RECORDS FOR THE TASK

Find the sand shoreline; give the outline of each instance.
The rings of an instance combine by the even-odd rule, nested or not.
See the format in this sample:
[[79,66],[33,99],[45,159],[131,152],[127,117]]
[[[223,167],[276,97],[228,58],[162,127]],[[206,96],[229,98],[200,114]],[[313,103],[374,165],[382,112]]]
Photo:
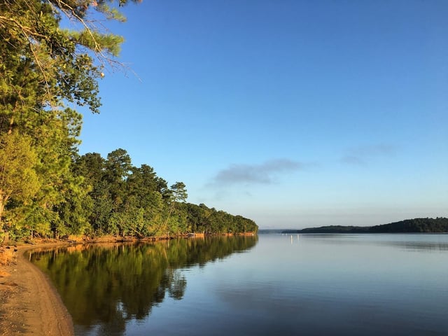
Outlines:
[[63,245],[11,246],[17,250],[13,262],[0,265],[0,335],[74,335],[71,316],[57,291],[26,255],[36,248]]

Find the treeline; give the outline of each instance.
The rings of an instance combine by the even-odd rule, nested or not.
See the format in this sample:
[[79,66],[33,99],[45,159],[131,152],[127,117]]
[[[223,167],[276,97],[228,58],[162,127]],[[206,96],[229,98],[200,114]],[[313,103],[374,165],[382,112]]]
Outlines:
[[[30,234],[256,230],[242,217],[183,204],[183,183],[168,187],[122,149],[78,154],[83,118],[73,106],[99,112],[98,80],[118,64],[123,41],[102,19],[124,21],[121,7],[132,2],[0,1],[0,244]],[[74,28],[61,29],[62,18]]]
[[448,218],[406,219],[374,226],[329,225],[302,230],[286,230],[282,233],[443,233],[448,232]]
[[[104,158],[97,153],[76,155],[71,162],[71,185],[64,199],[47,209],[42,222],[30,211],[22,222],[10,225],[9,233],[21,238],[30,233],[62,235],[131,236],[137,238],[179,235],[188,232],[237,234],[256,232],[253,220],[205,204],[186,203],[186,185],[168,186],[153,167],[132,164],[126,150],[119,148]],[[13,206],[15,206],[13,208]],[[11,212],[24,204],[11,203]],[[32,209],[32,206],[31,206]],[[25,213],[27,209],[20,211]],[[38,225],[31,226],[33,223]]]

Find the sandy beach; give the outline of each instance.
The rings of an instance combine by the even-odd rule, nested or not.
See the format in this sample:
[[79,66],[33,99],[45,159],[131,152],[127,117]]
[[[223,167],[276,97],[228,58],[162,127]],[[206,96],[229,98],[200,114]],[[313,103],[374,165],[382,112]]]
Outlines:
[[41,246],[1,248],[13,260],[0,263],[1,336],[74,335],[71,316],[57,292],[27,259],[27,251]]

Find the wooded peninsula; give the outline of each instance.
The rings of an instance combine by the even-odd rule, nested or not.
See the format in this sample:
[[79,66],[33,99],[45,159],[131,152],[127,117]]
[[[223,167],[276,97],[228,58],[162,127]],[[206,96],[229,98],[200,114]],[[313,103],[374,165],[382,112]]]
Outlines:
[[448,218],[414,218],[374,226],[328,225],[302,230],[285,230],[281,233],[444,233]]
[[98,80],[122,68],[124,38],[104,22],[125,21],[122,7],[132,2],[140,1],[1,1],[0,244],[257,230],[250,219],[186,203],[183,183],[169,186],[123,149],[79,154],[83,118],[74,108],[99,113]]

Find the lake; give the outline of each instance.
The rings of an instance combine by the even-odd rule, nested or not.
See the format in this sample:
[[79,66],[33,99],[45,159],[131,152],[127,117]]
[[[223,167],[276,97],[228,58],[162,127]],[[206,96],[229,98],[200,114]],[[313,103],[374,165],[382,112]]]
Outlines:
[[77,335],[447,335],[448,234],[259,234],[34,252]]

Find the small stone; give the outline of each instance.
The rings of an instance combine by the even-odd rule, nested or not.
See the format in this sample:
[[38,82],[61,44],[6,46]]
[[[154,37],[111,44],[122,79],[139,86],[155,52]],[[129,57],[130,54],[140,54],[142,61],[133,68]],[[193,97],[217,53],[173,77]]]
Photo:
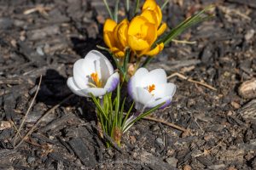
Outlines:
[[218,165],[211,165],[207,167],[209,169],[224,169],[224,167],[226,167],[226,166],[224,164],[218,164]]
[[232,101],[230,104],[235,109],[239,109],[241,107],[241,105],[236,101]]
[[0,122],[0,130],[4,130],[6,128],[11,128],[12,125],[8,121],[1,121]]
[[28,157],[27,158],[27,162],[28,164],[32,164],[32,162],[34,162],[36,161],[36,158],[35,157]]
[[254,33],[255,33],[255,31],[253,29],[251,29],[246,33],[246,35],[244,36],[244,38],[247,41],[249,41],[250,39],[252,39],[252,37],[253,37]]
[[242,82],[239,87],[238,93],[244,99],[256,98],[256,79]]
[[192,169],[192,167],[189,165],[185,165],[183,167],[183,170],[191,170],[191,169]]
[[160,139],[160,138],[157,138],[157,139],[156,139],[156,143],[157,143],[158,144],[160,144],[160,145],[164,145],[164,141],[163,141],[163,139]]
[[248,121],[256,120],[256,99],[253,99],[244,106],[240,110],[240,115],[242,118]]
[[166,162],[173,167],[177,167],[178,160],[175,157],[168,157],[166,159]]

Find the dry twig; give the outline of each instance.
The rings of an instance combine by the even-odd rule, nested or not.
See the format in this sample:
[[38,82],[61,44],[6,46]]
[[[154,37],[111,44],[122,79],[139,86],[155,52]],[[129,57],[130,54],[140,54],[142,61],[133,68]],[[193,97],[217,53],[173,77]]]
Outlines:
[[29,105],[29,107],[28,107],[28,110],[26,110],[26,114],[25,114],[25,116],[24,116],[23,119],[22,119],[21,124],[20,124],[20,128],[19,128],[19,129],[18,129],[18,131],[17,131],[17,133],[15,134],[15,138],[14,138],[14,145],[15,145],[15,144],[16,144],[16,139],[17,139],[18,134],[20,135],[20,130],[21,130],[21,128],[22,128],[22,127],[23,127],[23,125],[24,125],[24,122],[25,122],[25,121],[26,121],[26,117],[27,117],[27,115],[28,115],[30,110],[32,109],[32,105],[33,105],[33,104],[34,104],[34,101],[35,101],[35,99],[36,99],[36,98],[37,98],[37,96],[38,96],[38,91],[39,91],[39,89],[40,89],[41,82],[42,82],[42,75],[40,76],[39,83],[38,83],[38,88],[37,88],[36,94],[35,94],[35,95],[34,95],[34,97],[33,97],[33,99],[32,99],[32,102],[31,102],[31,104],[30,104],[30,105]]
[[183,133],[188,133],[189,132],[190,133],[189,129],[185,129],[185,128],[183,128],[182,127],[179,127],[177,125],[175,125],[172,122],[167,122],[160,120],[160,119],[156,119],[156,118],[149,117],[149,116],[144,116],[144,117],[143,117],[143,119],[148,120],[148,121],[154,121],[154,122],[160,122],[160,123],[163,123],[163,124],[167,125],[169,127],[172,127],[172,128],[180,130]]
[[196,43],[195,41],[189,42],[189,41],[186,41],[186,40],[176,40],[176,39],[172,39],[172,41],[176,42],[176,43],[186,43],[186,44],[195,44]]
[[212,86],[210,86],[210,85],[208,85],[208,84],[207,84],[205,82],[198,82],[198,81],[193,80],[193,79],[189,78],[188,76],[185,76],[184,75],[182,75],[182,74],[180,74],[178,72],[175,72],[175,73],[172,74],[171,76],[169,76],[167,77],[167,79],[170,79],[170,78],[172,78],[173,76],[178,76],[181,79],[187,80],[189,82],[193,82],[193,83],[195,83],[195,84],[200,84],[200,85],[204,86],[204,87],[206,87],[207,88],[210,88],[211,90],[217,91],[217,88],[213,88]]

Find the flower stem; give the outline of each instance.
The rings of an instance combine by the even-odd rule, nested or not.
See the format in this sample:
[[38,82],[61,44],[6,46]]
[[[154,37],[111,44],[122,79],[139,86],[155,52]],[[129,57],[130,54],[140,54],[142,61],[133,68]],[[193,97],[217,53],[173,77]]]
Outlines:
[[104,2],[104,4],[105,4],[105,6],[106,6],[106,8],[107,8],[107,10],[108,10],[108,14],[109,14],[109,16],[110,16],[110,18],[111,18],[112,20],[113,20],[113,14],[112,14],[112,12],[111,12],[111,10],[110,10],[110,8],[109,8],[109,6],[108,6],[108,3],[107,0],[103,0],[103,2]]
[[139,5],[140,5],[140,0],[136,0],[136,8],[135,8],[135,10],[134,10],[134,15],[133,16],[135,16],[137,14]]

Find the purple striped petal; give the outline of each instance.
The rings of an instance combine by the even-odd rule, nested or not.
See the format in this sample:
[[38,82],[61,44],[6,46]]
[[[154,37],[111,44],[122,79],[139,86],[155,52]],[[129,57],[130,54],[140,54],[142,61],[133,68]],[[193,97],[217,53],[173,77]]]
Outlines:
[[113,91],[119,83],[119,78],[113,78],[111,82],[111,86],[107,89],[108,92]]
[[170,105],[171,103],[172,103],[172,99],[167,99],[166,101],[166,103],[162,106],[160,107],[160,109],[165,109],[166,107],[167,107],[168,105]]
[[131,97],[131,99],[134,99],[133,95],[132,95],[132,77],[130,78],[129,82],[128,82],[128,85],[127,85],[127,90],[128,90],[128,94]]

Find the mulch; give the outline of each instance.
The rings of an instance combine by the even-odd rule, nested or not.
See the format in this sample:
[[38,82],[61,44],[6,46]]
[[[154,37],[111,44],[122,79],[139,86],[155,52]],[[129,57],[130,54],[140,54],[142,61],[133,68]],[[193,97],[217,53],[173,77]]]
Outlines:
[[[66,84],[73,63],[104,45],[103,2],[0,1],[0,169],[256,169],[256,2],[173,0],[163,20],[172,28],[212,3],[215,17],[177,37],[196,43],[172,42],[148,65],[217,88],[170,79],[173,102],[152,116],[191,133],[142,120],[107,148],[93,103]],[[20,136],[33,130],[15,147],[38,88]]]

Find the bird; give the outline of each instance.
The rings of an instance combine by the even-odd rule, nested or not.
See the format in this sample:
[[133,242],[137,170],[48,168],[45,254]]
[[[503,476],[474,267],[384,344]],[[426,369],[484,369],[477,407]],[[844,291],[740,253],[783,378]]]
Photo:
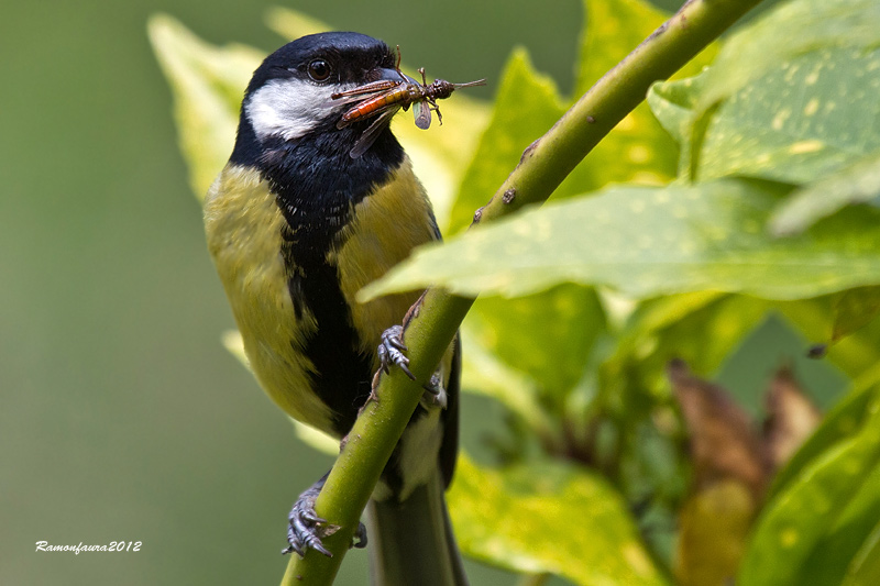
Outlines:
[[[232,154],[204,209],[208,250],[257,382],[288,416],[343,441],[374,373],[388,363],[407,369],[402,323],[421,291],[363,303],[356,294],[440,239],[389,118],[381,128],[339,124],[351,106],[331,99],[403,81],[397,60],[384,42],[354,32],[302,36],[268,55],[244,90]],[[457,336],[367,506],[374,583],[466,584],[444,501],[460,372]],[[314,508],[324,479],[294,505],[284,553],[329,555]]]

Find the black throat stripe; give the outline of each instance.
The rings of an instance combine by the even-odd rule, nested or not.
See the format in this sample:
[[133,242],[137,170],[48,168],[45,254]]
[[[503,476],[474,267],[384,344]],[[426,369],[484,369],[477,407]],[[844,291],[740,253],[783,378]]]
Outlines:
[[360,126],[339,131],[328,124],[298,141],[264,144],[258,164],[286,219],[282,256],[295,311],[301,317],[308,310],[318,325],[302,349],[315,366],[311,387],[332,410],[340,436],[370,395],[373,355],[360,351],[337,266],[327,255],[342,244],[340,231],[354,206],[387,183],[404,159],[388,130],[363,156],[351,158]]

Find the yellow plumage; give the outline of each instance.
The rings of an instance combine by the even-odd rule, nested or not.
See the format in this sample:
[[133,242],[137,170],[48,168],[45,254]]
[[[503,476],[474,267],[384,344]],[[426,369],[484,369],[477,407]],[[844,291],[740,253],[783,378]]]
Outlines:
[[[361,351],[374,356],[382,332],[400,323],[418,292],[359,303],[358,291],[436,237],[430,203],[409,159],[392,179],[354,207],[327,253],[338,267]],[[300,352],[316,330],[308,310],[297,319],[282,256],[285,219],[268,183],[251,167],[228,165],[205,202],[208,250],[229,297],[244,350],[261,386],[295,419],[333,433],[330,409],[310,390],[310,361]]]

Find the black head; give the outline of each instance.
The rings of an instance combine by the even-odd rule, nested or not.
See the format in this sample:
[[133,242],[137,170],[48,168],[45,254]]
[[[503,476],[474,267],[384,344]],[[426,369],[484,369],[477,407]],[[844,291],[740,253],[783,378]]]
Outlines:
[[232,159],[252,163],[270,146],[317,134],[338,132],[340,141],[353,143],[363,128],[337,131],[350,106],[330,96],[378,79],[399,79],[396,59],[385,43],[360,33],[312,34],[284,45],[265,58],[248,85]]

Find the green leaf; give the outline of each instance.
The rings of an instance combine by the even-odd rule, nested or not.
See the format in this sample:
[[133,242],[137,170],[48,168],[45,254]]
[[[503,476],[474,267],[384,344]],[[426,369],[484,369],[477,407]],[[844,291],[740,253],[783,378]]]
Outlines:
[[596,292],[560,285],[518,299],[484,298],[474,303],[471,325],[485,347],[540,382],[557,401],[583,374],[605,313]]
[[[585,0],[584,14],[575,97],[585,93],[669,18],[640,0]],[[715,53],[715,45],[710,45],[675,77],[695,75]],[[593,191],[610,183],[667,184],[675,176],[678,158],[674,141],[642,103],[578,166],[568,189],[553,197]]]
[[880,313],[880,287],[859,287],[834,300],[832,340],[837,341],[865,327]]
[[542,438],[558,435],[558,425],[537,400],[537,383],[490,352],[474,333],[472,321],[469,317],[461,328],[462,347],[468,356],[462,364],[462,389],[503,403]]
[[[299,12],[272,9],[267,20],[280,34],[298,37],[332,29]],[[170,16],[154,15],[148,25],[153,48],[172,86],[180,150],[199,199],[232,152],[244,88],[263,53],[241,45],[216,47]],[[410,73],[415,73],[410,70]],[[438,221],[444,222],[452,195],[488,120],[488,107],[465,92],[443,102],[443,125],[418,130],[408,115],[394,132],[429,188]]]
[[880,148],[880,10],[873,0],[785,3],[725,43],[684,112],[663,107],[675,82],[652,88],[667,128],[684,135],[681,169],[708,180],[746,175],[803,184]]
[[871,200],[880,201],[880,152],[793,191],[773,212],[770,228],[777,235],[798,234],[846,206]]
[[880,513],[877,400],[869,413],[858,435],[828,450],[769,504],[737,584],[840,583]]
[[867,419],[868,408],[878,399],[879,384],[880,367],[877,367],[825,416],[818,429],[777,473],[768,491],[768,500],[787,490],[820,455],[859,433]]
[[744,180],[614,187],[420,248],[364,294],[440,285],[513,297],[573,281],[640,298],[721,290],[798,299],[880,284],[880,210],[847,209],[773,240],[762,228],[778,198],[778,188]]
[[282,7],[271,7],[266,9],[263,21],[266,23],[266,26],[288,41],[299,38],[300,36],[305,36],[307,34],[316,34],[333,30],[332,26],[322,20],[315,19],[302,12]]
[[242,45],[209,45],[165,14],[151,16],[147,30],[174,95],[189,183],[201,200],[232,152],[244,88],[263,55]]
[[666,584],[623,498],[585,469],[496,471],[461,457],[448,498],[459,545],[477,560],[575,584]]
[[522,151],[564,111],[556,84],[534,69],[524,48],[515,49],[502,75],[488,126],[464,173],[446,234],[471,223],[474,211],[507,178]]
[[849,566],[843,586],[875,586],[880,584],[880,523],[862,543]]

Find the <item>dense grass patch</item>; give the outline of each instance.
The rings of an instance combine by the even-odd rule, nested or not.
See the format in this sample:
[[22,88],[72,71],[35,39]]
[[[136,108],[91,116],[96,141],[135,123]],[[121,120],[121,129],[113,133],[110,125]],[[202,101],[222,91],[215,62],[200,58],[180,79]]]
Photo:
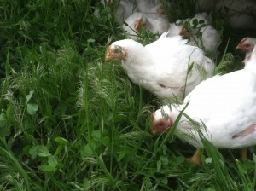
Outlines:
[[[160,101],[132,84],[119,62],[105,62],[109,43],[125,38],[111,8],[0,2],[1,190],[253,189],[253,148],[241,163],[236,151],[206,142],[198,165],[186,159],[194,148],[172,131],[152,136]],[[183,9],[172,17],[192,14]],[[232,32],[224,26],[223,72],[242,67],[234,48],[247,35]]]

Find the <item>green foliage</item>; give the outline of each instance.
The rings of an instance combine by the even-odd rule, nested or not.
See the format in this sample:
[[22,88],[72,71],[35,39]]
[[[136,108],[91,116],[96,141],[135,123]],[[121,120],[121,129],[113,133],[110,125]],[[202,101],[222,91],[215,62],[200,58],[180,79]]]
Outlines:
[[[175,127],[151,135],[157,99],[133,85],[119,63],[104,61],[110,41],[124,38],[114,8],[85,0],[1,3],[0,190],[253,189],[253,149],[241,163],[206,142],[197,165],[186,159],[194,148],[173,136]],[[195,2],[184,3],[176,19],[195,13]],[[140,33],[143,44],[158,37]],[[230,50],[218,72],[241,62]]]

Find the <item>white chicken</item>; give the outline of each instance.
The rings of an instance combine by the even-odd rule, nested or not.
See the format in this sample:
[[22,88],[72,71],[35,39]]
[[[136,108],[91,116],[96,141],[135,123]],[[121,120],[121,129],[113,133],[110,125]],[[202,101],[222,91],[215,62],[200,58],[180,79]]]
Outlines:
[[137,11],[136,4],[132,1],[120,0],[115,10],[115,20],[119,23],[123,22],[131,15],[133,12]]
[[215,10],[220,12],[233,28],[256,28],[255,0],[218,0]]
[[236,49],[241,49],[246,54],[243,62],[247,61],[250,58],[255,44],[256,38],[244,38],[240,41]]
[[108,48],[106,60],[120,60],[130,79],[157,96],[183,100],[212,75],[213,63],[187,40],[167,34],[146,46],[132,39],[116,41]]
[[[194,26],[194,20],[197,20],[196,26]],[[221,43],[221,39],[218,31],[211,25],[212,18],[202,13],[196,14],[189,21],[189,29],[186,30],[182,26],[180,35],[189,38],[189,44],[198,46],[213,57],[218,56],[218,47]]]
[[[183,104],[166,105],[153,113],[153,132],[172,128],[183,108],[175,133],[198,148],[191,159],[195,162],[200,162],[201,138],[218,148],[255,145],[256,47],[244,69],[207,78],[186,96]],[[246,152],[241,158],[247,159]]]
[[[197,22],[194,20],[196,20]],[[194,22],[197,25],[194,26]],[[183,38],[187,38],[189,39],[188,44],[197,46],[209,55],[217,57],[218,55],[218,47],[221,43],[221,39],[217,30],[211,26],[212,22],[212,18],[207,13],[196,14],[195,17],[183,20],[177,20],[175,24],[170,24],[169,36],[181,35]],[[184,26],[188,25],[189,26],[189,30]]]
[[154,13],[133,13],[125,20],[123,29],[126,31],[130,38],[137,38],[139,33],[138,28],[143,27],[145,31],[153,33],[163,33],[169,27],[169,22],[165,15]]
[[166,9],[159,0],[137,0],[137,9],[142,13],[166,14]]

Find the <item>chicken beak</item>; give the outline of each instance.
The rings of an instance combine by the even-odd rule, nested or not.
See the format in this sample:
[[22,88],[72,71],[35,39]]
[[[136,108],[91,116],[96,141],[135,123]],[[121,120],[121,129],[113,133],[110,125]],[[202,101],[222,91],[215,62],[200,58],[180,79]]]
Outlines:
[[142,26],[143,24],[143,17],[138,18],[138,19],[137,19],[137,20],[135,20],[135,23],[134,23],[134,28],[135,28],[136,30],[137,30],[138,27],[139,27],[140,26]]
[[236,47],[236,49],[241,49],[241,44],[239,43]]
[[163,7],[159,8],[156,12],[160,14],[167,14],[166,9]]
[[105,61],[108,61],[111,59],[112,59],[112,54],[111,54],[111,45],[110,45],[110,46],[108,46],[108,48],[107,49],[107,54],[106,54]]

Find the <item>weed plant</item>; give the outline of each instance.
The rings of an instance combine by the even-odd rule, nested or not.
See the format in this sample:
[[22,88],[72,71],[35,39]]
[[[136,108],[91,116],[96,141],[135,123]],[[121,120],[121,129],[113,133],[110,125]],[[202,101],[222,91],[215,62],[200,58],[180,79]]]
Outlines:
[[[173,15],[190,14],[182,2]],[[241,162],[236,151],[206,142],[198,165],[186,159],[195,148],[174,130],[152,136],[160,101],[119,62],[105,62],[110,42],[124,38],[111,8],[0,0],[0,190],[254,189],[254,148]],[[229,32],[227,37],[234,44],[246,36]],[[221,61],[229,54],[242,60],[229,45]]]

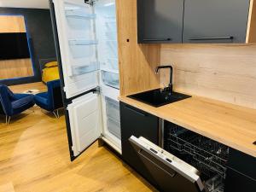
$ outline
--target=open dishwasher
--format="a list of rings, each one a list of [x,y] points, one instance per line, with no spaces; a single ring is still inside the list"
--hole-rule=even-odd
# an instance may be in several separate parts
[[[229,148],[165,122],[163,146],[131,137],[134,147],[161,191],[224,192]]]

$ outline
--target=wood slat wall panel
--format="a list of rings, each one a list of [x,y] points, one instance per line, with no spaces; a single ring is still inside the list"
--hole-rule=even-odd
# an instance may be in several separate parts
[[[177,90],[256,108],[256,45],[162,45]],[[163,73],[161,82],[168,82]]]
[[[154,69],[160,61],[160,45],[137,44],[137,0],[116,0],[120,94],[158,87]]]

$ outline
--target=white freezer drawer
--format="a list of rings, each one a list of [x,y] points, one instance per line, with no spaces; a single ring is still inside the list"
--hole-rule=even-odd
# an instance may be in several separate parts
[[[107,125],[108,125],[108,130],[110,133],[114,135],[119,139],[121,139],[120,122],[118,122],[118,121],[108,117]]]
[[[120,122],[119,102],[105,96],[107,116]]]
[[[100,99],[89,93],[67,106],[74,155],[83,152],[101,135]]]

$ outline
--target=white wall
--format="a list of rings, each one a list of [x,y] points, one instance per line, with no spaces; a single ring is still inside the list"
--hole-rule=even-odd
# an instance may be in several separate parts
[[[48,0],[0,0],[0,7],[49,9]]]

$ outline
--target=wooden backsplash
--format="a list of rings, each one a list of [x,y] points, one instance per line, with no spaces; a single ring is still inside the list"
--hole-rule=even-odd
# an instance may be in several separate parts
[[[256,108],[256,44],[163,44],[160,54],[176,90]]]

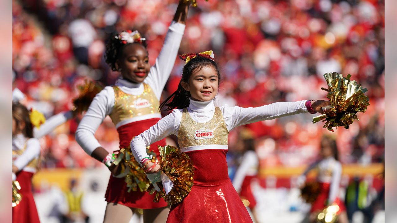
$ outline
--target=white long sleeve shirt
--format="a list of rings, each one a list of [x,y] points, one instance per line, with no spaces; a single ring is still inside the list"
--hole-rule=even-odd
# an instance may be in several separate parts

GIVEN TASK
Collect every line above that contains the string "green", and copy each one out in full.

EXERCISE RESULT
Find the green leaf; give the outline of each instance.
Find the <item>green foliage</item>; give the outline of each instance.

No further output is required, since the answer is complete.